__Objetivo del ejercicio__: Cita sin cambios el fragmento del texto sobre Francisco de Paula Oliva que comienza con "Nos convocaba la" y continúa hasta "lo antes posible.".

Se fue Francisco de Paula Oliva. Lo vi por última vez, hace unos meses, en Taita Róga, el hogar dónde van los jesuitas ancianos o enfermos. Él reunía los dos requisitos, aunque no quería estar allí. “Esta es la pieza de los trastos viejos”, reclamaba. “Quiero estar en mi casa del Bañado”. No era posible, tenía dos enfermedades malignas y su cuerpo resentía la acumulación de años. Teníamos una relación antigua y entrañable, forjada en encuentros y proyectos comunes y en esa sensación poco definida, pero inconfundible, de ver el mundo del mismo modo.
Nos convocaba la inminencia de la muerte, aunque de eso no hablamos. Quería ver publicado el libro de sus memorias ante de que ello ocurra. Era un texto que dictaba trabajosamente a su leal colaboradora Gladys Fisher. El libro está casi terminado, pero el Pa’í no llegará a verlo. Su vida terminó antes. Será nuestra responsabilidad editarlo lo antes posible.

__Datos proporcionados__:
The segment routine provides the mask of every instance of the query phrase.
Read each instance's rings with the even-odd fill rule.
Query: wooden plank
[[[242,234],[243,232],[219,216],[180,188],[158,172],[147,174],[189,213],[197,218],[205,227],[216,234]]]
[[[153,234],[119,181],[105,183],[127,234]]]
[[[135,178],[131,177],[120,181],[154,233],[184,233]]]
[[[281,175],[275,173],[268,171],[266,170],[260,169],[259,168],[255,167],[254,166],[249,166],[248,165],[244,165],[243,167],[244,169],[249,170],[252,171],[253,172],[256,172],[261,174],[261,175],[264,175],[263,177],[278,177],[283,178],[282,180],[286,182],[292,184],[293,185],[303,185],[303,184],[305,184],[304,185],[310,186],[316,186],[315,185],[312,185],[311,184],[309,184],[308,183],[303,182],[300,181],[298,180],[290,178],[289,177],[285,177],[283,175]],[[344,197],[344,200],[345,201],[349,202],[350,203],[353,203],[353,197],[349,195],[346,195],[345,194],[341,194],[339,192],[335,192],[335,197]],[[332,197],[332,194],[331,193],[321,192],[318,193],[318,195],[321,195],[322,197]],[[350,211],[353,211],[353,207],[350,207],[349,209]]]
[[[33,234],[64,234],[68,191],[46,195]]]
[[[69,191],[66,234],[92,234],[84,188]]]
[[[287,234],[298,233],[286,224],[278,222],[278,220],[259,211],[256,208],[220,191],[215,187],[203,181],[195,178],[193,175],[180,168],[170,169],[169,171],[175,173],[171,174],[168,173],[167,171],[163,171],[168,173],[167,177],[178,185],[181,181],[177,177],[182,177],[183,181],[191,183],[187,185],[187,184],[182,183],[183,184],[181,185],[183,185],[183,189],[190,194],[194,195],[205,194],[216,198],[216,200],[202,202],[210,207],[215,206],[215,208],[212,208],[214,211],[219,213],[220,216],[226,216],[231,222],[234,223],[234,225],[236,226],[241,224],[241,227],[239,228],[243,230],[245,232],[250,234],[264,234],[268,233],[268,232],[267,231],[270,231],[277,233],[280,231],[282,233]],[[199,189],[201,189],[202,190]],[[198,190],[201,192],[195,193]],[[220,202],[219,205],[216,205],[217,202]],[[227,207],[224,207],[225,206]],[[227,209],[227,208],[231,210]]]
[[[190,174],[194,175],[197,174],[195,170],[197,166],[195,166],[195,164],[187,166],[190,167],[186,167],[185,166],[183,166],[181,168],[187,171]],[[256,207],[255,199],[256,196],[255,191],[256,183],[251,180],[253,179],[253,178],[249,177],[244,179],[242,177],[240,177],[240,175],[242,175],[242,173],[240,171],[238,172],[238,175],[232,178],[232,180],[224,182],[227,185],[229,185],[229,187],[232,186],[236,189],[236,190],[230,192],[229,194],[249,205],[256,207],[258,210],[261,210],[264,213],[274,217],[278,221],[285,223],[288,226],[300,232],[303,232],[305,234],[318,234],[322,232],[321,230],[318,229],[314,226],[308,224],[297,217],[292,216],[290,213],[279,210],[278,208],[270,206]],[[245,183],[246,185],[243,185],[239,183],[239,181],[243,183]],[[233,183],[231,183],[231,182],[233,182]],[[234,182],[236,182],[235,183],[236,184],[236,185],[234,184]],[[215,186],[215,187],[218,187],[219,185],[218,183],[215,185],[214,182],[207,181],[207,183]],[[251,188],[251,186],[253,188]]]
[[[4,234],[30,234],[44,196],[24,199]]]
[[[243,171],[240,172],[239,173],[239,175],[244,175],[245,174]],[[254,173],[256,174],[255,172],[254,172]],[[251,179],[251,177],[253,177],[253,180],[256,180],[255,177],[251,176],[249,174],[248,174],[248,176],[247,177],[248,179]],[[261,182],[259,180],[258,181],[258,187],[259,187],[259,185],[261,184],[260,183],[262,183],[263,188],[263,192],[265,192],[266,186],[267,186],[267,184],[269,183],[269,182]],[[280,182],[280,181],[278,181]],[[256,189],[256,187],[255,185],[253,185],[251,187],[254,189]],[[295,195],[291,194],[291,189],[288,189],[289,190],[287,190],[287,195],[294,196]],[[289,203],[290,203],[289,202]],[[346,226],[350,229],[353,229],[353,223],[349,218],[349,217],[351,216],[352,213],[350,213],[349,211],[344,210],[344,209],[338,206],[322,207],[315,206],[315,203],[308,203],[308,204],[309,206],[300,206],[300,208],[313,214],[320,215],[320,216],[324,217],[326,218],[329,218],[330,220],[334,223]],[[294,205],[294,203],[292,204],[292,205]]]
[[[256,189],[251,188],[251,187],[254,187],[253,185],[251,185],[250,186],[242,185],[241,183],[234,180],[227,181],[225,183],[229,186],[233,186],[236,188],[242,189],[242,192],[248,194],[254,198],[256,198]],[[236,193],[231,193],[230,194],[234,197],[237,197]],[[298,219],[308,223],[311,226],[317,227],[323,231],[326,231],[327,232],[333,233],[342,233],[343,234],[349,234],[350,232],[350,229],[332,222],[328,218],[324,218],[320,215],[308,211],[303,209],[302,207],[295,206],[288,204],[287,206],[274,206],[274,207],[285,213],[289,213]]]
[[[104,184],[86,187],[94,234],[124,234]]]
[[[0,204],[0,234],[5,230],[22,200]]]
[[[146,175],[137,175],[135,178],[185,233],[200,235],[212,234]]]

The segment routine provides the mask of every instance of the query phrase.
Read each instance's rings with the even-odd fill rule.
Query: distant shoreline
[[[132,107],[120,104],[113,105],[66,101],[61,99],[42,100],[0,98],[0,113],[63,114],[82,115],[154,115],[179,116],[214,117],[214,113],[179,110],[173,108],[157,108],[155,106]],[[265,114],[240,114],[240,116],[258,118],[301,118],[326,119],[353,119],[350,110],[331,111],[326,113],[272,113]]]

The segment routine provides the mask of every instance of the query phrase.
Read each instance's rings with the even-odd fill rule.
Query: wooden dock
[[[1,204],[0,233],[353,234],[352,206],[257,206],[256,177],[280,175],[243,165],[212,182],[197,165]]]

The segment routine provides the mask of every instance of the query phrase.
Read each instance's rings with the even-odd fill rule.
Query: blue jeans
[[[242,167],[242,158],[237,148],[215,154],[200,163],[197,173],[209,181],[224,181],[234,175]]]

__Solución del problema__:
Nos convocaba la inminencia de la muerte, aunque de eso no hablamos. Quería ver publicado el libro de sus memorias ante de que ello ocurra. Era un texto que dictaba trabajosamente a su leal colaboradora Gladys Fisher. El libro está casi terminado, pero el Pa’í no llegará a verlo. Su vida terminó antes. Será nuestra responsabilidad editarlo lo antes posible.